╔══

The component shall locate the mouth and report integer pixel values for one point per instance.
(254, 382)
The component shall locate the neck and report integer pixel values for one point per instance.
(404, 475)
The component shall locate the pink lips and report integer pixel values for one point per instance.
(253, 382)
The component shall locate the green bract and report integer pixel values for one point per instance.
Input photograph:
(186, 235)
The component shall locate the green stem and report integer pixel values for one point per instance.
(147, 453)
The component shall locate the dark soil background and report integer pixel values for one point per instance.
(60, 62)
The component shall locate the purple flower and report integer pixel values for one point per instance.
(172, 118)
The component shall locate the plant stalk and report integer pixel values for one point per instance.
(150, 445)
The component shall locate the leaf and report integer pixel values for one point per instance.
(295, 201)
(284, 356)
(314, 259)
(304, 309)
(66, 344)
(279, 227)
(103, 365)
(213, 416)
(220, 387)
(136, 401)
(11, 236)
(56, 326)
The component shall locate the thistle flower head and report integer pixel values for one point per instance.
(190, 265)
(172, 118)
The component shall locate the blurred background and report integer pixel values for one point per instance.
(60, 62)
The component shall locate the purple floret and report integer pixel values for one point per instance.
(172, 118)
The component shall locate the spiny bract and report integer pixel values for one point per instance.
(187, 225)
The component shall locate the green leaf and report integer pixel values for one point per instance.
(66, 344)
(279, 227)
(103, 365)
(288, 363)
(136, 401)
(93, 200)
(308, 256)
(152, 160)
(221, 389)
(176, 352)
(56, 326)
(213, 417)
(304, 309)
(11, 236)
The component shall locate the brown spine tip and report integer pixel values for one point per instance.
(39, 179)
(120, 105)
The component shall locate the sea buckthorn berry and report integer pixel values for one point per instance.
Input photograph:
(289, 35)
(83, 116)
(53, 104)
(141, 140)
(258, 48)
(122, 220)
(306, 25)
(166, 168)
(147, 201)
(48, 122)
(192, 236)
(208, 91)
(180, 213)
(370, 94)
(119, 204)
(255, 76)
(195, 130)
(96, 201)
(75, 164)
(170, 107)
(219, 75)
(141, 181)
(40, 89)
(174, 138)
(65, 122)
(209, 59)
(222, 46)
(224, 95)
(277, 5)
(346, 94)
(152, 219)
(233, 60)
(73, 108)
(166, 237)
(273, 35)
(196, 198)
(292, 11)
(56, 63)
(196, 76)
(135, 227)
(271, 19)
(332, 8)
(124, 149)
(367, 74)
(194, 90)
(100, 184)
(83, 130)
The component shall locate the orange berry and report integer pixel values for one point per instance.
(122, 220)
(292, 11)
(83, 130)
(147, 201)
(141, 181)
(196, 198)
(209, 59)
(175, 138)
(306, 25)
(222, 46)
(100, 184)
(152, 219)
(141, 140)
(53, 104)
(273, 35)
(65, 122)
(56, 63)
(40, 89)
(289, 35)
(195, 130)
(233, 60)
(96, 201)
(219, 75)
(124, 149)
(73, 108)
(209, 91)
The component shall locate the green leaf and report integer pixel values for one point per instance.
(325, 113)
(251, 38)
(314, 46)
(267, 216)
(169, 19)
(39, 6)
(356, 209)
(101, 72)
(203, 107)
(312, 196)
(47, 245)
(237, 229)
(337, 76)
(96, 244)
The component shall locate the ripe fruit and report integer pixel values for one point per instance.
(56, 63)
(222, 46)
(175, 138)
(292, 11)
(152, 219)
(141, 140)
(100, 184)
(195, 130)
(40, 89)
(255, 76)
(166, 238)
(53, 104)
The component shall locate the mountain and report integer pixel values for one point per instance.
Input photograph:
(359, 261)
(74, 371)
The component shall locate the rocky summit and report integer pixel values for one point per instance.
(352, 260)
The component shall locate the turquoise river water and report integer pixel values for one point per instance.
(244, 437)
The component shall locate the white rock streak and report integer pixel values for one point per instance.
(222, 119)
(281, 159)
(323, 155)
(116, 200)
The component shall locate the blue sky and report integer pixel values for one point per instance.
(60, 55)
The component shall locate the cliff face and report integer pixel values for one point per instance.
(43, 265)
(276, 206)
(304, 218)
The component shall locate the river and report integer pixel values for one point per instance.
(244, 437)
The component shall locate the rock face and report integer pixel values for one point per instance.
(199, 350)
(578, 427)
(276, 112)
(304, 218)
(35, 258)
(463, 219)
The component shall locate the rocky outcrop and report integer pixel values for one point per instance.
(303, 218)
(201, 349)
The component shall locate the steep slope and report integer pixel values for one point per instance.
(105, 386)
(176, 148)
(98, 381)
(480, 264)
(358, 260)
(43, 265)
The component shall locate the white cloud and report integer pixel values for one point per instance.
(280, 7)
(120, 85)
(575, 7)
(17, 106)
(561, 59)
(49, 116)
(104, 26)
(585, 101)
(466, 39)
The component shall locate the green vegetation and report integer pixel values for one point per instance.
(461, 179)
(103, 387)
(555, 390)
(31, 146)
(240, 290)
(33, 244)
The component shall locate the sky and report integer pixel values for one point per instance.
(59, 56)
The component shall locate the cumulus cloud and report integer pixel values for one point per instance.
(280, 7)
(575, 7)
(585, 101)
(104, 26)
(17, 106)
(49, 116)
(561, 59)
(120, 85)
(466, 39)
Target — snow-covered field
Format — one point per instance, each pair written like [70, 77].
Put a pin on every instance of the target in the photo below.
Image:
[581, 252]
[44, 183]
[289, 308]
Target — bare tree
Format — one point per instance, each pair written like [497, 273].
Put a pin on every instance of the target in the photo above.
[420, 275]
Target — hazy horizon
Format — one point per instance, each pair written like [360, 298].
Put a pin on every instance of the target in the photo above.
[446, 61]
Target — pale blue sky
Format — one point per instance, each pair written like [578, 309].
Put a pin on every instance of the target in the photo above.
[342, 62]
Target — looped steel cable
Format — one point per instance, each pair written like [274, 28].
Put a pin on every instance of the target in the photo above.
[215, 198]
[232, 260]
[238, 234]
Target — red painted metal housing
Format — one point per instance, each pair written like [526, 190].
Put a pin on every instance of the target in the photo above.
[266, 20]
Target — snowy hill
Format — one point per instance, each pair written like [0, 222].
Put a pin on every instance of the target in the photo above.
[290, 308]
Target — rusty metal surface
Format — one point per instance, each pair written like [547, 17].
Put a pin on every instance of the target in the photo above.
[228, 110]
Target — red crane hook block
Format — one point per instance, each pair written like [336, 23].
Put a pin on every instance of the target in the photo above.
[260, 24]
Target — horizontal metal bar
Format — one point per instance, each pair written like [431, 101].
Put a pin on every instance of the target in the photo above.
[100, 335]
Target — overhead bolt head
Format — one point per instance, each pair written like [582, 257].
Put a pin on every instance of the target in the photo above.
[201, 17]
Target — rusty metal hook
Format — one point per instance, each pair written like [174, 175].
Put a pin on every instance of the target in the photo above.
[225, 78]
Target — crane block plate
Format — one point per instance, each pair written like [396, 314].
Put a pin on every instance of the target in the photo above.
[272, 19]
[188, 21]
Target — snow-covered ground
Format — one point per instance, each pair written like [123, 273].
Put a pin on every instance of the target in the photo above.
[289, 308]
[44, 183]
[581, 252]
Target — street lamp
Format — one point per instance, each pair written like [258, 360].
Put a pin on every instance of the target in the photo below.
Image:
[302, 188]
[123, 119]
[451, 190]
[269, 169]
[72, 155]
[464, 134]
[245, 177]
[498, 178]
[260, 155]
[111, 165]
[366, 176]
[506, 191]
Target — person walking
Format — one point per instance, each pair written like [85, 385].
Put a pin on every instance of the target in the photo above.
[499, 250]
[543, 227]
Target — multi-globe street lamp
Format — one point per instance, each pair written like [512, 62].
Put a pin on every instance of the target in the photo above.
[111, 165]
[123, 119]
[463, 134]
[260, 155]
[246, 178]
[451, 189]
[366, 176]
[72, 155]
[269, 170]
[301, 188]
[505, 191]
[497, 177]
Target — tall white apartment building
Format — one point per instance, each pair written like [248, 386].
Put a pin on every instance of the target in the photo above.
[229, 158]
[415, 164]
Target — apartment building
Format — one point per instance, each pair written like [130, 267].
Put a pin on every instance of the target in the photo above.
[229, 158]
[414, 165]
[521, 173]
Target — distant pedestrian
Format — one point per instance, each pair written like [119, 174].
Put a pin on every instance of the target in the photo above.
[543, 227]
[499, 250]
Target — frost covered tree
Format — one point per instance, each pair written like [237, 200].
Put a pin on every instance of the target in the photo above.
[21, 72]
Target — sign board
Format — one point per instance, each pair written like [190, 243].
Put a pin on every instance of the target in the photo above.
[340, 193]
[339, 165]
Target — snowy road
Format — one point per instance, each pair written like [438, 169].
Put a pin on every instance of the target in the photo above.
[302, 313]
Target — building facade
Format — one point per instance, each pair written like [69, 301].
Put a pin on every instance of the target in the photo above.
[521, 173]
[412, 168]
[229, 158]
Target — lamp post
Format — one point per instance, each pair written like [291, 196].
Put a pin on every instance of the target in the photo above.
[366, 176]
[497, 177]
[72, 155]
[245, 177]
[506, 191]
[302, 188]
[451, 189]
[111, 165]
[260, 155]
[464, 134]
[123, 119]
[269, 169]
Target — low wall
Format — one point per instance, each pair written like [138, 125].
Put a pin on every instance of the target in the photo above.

╚══

■ **Prompt**:
Give back exactly the lines of the listing above that run from the line with "Target — pale blue sky" to the line with "like [526, 190].", inclusive.

■ **Reply**:
Target — pale blue sky
Format — one point per instance, each pair written like [578, 309].
Put a pin on every instance of the target in the photo above.
[342, 62]
Target — looped steel cable
Format — one point per instance, each pair written like [274, 28].
Put a pin on every instance of the target in the photo above.
[215, 198]
[232, 260]
[238, 234]
Target — red painted metal housing
Format — one point per instance, each pair written like [526, 190].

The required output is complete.